• _Passage extrait_:
----

La plante de ce genre qui s’appelle colocynthis fructu rotundo minor, C. B. C. B. T. Tourn. &c. coloquinte à fruit rond, se répand sur la terre par des branches rudes & cannelées. Les feuilles naissent seules, éloignées les unes des autres, attachées à de longues queues ; elles sont rudes, blanchâtres, velues, découpées comme les feuilles du melon d’eau, mais plus petites. Aux aisselles de ces feuilles naissent des vrilles. Les fleurs sont jaunes, évasées en cloche, découpées en cinq quartiers : les unes sont stériles, & ne portent point sur un embryon ; les autres sont fécondes, soutenues sur un calice, & un embryon qui se change ensuite en un fruit d’une couleur herbacée d’abord, & jaunâtre lorsqu’il est parfaitement mûr, d’une odeur fort desagréable & d’un goût amer. Ce fruit sous une écorce mince, coriace, renferme une moelle blanche divisée en trois parties, dont chacune contient deux loges dans lesquelles se trouvent de petites graines renfermant une amande blanche, huileuse, & douce.

----

• _Tâche_: D'après le passage sur la coloquinte à fruit rond, en combien de parties se divise la moelle blanche du fruit ?

----

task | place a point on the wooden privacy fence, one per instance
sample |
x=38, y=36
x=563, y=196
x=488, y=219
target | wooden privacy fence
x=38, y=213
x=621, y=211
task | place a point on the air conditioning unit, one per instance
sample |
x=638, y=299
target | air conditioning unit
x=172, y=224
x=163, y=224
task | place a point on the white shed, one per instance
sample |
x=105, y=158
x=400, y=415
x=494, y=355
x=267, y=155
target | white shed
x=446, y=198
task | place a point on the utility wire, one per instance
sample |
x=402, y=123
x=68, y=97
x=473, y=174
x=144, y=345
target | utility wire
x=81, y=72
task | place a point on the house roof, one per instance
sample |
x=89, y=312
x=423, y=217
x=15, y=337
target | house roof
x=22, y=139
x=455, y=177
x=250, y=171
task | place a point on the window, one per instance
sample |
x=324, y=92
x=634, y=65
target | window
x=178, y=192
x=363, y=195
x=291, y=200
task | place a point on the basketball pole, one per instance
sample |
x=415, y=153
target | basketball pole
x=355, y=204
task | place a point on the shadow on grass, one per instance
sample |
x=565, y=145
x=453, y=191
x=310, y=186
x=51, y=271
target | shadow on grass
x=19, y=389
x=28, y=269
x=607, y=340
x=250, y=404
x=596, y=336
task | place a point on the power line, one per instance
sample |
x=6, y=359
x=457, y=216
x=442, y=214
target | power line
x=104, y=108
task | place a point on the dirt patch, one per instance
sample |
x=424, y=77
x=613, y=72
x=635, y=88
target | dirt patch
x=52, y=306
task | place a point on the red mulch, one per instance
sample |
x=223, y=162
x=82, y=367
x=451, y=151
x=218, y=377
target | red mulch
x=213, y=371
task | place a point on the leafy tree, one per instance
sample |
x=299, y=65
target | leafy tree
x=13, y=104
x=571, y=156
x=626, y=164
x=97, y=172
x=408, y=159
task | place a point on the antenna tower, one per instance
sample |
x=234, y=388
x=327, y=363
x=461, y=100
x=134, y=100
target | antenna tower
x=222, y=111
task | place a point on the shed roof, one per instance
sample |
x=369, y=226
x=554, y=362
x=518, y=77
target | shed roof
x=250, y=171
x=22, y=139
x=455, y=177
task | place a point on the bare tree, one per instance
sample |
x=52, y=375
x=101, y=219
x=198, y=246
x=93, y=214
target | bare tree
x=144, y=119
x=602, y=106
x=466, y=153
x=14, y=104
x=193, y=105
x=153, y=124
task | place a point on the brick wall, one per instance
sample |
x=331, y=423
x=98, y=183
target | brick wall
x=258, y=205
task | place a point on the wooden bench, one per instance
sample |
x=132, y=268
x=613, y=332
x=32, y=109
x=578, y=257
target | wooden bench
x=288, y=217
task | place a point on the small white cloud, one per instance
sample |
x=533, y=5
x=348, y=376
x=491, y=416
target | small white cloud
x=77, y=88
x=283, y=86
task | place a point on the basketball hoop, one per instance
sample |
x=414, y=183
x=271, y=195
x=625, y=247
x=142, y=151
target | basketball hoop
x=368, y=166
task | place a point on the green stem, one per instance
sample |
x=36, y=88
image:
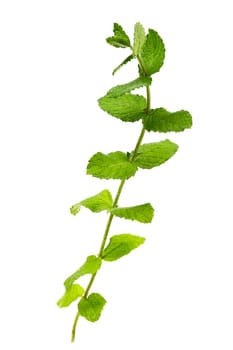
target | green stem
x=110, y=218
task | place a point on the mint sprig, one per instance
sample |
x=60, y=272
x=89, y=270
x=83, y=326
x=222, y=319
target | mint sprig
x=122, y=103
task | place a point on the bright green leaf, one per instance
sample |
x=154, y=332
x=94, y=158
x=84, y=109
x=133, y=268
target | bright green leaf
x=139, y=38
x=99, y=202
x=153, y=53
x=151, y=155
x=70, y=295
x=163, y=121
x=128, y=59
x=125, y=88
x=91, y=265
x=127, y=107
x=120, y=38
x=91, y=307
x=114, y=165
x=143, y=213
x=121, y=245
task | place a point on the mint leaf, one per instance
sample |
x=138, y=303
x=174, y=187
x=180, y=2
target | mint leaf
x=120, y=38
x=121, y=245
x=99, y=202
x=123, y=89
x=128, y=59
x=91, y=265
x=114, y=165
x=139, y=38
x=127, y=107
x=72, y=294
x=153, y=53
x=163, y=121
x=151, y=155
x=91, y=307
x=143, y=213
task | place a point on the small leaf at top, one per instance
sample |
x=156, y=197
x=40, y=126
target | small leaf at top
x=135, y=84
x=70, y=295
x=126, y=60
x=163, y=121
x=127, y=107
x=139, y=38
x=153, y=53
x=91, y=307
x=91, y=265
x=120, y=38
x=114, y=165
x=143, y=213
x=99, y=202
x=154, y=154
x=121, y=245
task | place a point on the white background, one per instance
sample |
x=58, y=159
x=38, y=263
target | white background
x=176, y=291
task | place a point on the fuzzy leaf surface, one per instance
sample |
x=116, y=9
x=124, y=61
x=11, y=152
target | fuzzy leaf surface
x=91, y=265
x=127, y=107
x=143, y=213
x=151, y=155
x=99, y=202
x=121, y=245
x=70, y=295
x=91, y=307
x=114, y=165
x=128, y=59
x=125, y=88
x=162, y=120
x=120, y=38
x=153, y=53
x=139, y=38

----

• _Résultat de la tâche_: Elle se divise en trois parties.